Problem description ▸
Reproduce every one of the items below word for word, keeping each line unchanged.

Record extracts ▸
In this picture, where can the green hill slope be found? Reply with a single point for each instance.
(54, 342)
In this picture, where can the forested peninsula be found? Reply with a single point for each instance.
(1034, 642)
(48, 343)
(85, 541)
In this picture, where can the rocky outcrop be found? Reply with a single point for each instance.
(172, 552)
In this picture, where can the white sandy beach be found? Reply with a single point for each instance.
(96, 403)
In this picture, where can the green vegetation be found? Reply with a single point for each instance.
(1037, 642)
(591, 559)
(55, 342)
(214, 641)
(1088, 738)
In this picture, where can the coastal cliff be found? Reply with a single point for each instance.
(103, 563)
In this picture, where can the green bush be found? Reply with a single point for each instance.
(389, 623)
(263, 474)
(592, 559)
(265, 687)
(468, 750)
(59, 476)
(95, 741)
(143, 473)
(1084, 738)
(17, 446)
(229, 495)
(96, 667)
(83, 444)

Solution to this task ▸
In this picture, where can the green hill slope be found? Reply with a single point for each instance.
(54, 342)
In this picture, where can the forested peninsula be found? Reply with a single point for each instance.
(1034, 642)
(48, 343)
(85, 541)
In this picture, where can the rocky outcrop be found? Reply with a single point for each instance.
(172, 552)
In this picture, where can the white sandy beach be found? Reply with a single point for each instance.
(96, 403)
In this picture, where can the green vegetation be found? Reply with a single point for each instance.
(1037, 642)
(591, 559)
(55, 342)
(214, 641)
(1088, 738)
In this picture, where can the coastal cliff be found? Reply with a single point for each instance.
(103, 563)
In this picture, where can the green bush be found? Reply with a single point for each instance.
(389, 623)
(263, 474)
(592, 559)
(265, 687)
(468, 750)
(59, 476)
(95, 741)
(143, 473)
(1084, 738)
(17, 446)
(229, 495)
(96, 667)
(83, 444)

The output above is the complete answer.